Tally the lines in the listing below that contain the string "flag", treating uppercase and lowercase as different. Reply with the number alone.

Entries shown:
----

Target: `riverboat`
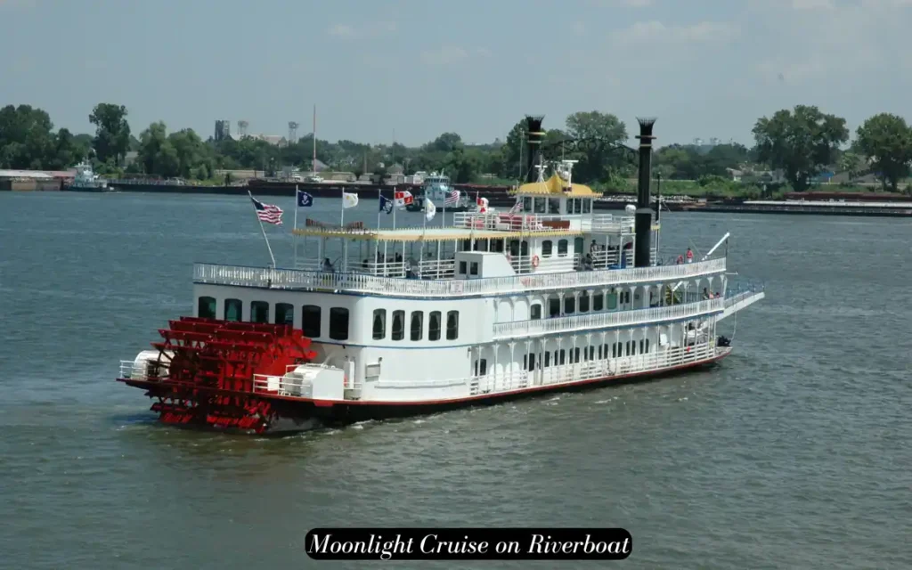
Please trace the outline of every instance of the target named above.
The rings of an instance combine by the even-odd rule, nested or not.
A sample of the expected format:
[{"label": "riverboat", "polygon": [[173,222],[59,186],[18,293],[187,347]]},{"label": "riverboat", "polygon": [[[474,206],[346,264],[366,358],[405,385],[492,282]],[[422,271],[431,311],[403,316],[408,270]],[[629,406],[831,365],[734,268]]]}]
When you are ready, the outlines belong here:
[{"label": "riverboat", "polygon": [[[531,173],[542,118],[527,122]],[[692,263],[659,262],[652,139],[641,119],[637,206],[619,214],[596,213],[564,161],[530,174],[508,212],[308,221],[293,269],[197,264],[192,315],[117,379],[165,423],[286,433],[713,365],[731,351],[719,322],[764,293],[730,284],[716,253],[728,235]]]}]

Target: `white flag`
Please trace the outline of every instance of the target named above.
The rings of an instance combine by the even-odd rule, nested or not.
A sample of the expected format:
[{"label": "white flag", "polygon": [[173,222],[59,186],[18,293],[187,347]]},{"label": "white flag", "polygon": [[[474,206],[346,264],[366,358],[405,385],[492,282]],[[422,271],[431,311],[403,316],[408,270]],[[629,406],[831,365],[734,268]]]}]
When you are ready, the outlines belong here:
[{"label": "white flag", "polygon": [[354,208],[358,205],[358,194],[353,192],[342,192],[342,207]]}]

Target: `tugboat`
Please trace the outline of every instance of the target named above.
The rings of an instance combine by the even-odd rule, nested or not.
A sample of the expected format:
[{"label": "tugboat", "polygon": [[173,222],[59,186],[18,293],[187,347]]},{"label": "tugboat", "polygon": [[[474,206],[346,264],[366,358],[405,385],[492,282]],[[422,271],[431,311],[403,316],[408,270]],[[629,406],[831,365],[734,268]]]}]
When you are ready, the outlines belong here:
[{"label": "tugboat", "polygon": [[113,192],[108,188],[108,180],[96,174],[92,170],[92,165],[88,162],[79,162],[74,168],[76,168],[76,176],[67,190],[70,192]]},{"label": "tugboat", "polygon": [[192,315],[117,380],[163,423],[282,434],[714,366],[734,345],[717,325],[764,293],[731,281],[716,253],[728,234],[692,262],[658,262],[653,120],[640,119],[626,212],[596,213],[572,161],[537,177],[544,130],[529,117],[519,207],[392,229],[331,213],[293,230],[303,269],[197,264]]},{"label": "tugboat", "polygon": [[450,177],[442,172],[431,172],[424,179],[420,195],[406,206],[409,212],[423,212],[424,201],[430,199],[438,208],[447,212],[468,212],[473,210],[474,202],[469,200],[466,192],[456,190],[450,182]]}]

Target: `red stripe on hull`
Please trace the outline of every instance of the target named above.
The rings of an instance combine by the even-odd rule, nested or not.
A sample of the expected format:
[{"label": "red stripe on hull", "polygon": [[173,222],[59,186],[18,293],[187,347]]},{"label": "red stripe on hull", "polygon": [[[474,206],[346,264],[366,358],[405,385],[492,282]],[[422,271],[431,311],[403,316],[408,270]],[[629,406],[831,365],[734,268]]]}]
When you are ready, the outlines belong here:
[{"label": "red stripe on hull", "polygon": [[[190,409],[184,408],[175,410],[169,409],[166,411],[162,409],[161,401],[153,404],[152,409],[160,411],[161,418],[165,423],[283,434],[316,427],[346,425],[367,420],[426,415],[474,405],[497,404],[545,393],[584,390],[600,386],[671,376],[715,364],[729,354],[731,354],[731,348],[721,351],[711,358],[660,370],[533,386],[508,392],[423,401],[319,400],[263,392],[254,394],[249,391],[236,391],[171,381],[131,380],[129,378],[118,378],[118,381],[128,386],[145,389],[149,390],[148,396],[159,398],[160,400],[164,394],[192,392],[195,405]],[[222,409],[222,402],[231,403],[233,409],[224,413],[224,410]],[[166,414],[169,414],[168,417]]]}]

----

Task answer:
3